(Collection entries)
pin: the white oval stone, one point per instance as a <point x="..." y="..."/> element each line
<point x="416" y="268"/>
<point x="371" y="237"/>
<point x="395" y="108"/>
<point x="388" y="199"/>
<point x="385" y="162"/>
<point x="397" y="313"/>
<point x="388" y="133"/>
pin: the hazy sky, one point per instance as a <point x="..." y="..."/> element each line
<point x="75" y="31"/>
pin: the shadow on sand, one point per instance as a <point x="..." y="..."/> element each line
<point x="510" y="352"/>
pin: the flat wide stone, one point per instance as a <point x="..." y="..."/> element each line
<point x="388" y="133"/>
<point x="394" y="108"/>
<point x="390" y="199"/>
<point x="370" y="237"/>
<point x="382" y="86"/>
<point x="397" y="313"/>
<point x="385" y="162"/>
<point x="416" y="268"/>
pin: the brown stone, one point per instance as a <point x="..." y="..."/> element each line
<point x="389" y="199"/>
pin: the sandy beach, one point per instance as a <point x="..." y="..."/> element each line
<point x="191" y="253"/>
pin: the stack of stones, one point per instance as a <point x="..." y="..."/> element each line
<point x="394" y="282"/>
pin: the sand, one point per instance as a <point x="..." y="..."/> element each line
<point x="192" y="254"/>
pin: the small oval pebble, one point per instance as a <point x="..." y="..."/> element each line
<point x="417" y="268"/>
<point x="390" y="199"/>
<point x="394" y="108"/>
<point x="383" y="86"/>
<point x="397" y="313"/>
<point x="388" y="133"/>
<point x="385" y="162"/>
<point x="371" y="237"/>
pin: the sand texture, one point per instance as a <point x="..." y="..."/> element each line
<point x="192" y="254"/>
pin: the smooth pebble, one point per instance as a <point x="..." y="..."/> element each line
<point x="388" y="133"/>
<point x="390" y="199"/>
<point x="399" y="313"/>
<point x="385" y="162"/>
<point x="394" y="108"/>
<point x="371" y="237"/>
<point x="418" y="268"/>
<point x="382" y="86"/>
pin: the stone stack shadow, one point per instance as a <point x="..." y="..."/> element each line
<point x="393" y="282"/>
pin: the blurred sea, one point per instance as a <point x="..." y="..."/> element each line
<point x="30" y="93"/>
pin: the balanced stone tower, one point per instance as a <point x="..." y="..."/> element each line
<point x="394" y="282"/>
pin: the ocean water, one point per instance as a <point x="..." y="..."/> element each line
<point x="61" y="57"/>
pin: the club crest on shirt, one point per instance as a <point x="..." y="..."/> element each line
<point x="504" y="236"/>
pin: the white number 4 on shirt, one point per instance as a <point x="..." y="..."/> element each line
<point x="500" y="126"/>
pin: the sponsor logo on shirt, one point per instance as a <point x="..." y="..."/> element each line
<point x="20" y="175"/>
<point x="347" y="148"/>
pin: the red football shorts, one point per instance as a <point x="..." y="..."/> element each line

== Task details ==
From the line holding "pin: the sand texture, one" through the last line above, reproduce each line exactly and add nothing.

== Full output ==
pin: the sand texture, one point per instance as a <point x="..." y="..."/> element each line
<point x="192" y="254"/>
pin: the smooth pebble, one point per instance as a <point x="..." y="..."/> element each line
<point x="388" y="133"/>
<point x="390" y="199"/>
<point x="399" y="313"/>
<point x="385" y="162"/>
<point x="394" y="108"/>
<point x="371" y="237"/>
<point x="418" y="268"/>
<point x="382" y="86"/>
pin: the stone stack shadow, one point per instance as a <point x="..." y="..."/> element each line
<point x="393" y="282"/>
pin: the blurred sea, one point per instance as a <point x="..." y="..."/> element each line
<point x="30" y="93"/>
pin: the balanced stone tower, one point per instance as a <point x="..." y="..."/> element each line
<point x="394" y="282"/>
pin: the ocean water, one point per instance as a <point x="..." y="..."/> element each line
<point x="61" y="57"/>
pin: the club crest on shirt, one point per instance as a <point x="..." y="..."/> element each line
<point x="504" y="236"/>
pin: the white number 4 on shirt, one point per instance as a <point x="..." y="..."/> element each line
<point x="500" y="126"/>
pin: the sponsor logo on shirt, one point per instance as a <point x="..." y="..."/> element each line
<point x="20" y="175"/>
<point x="347" y="148"/>
pin: the red football shorts, one point per instance as a <point x="..." y="..."/> element each line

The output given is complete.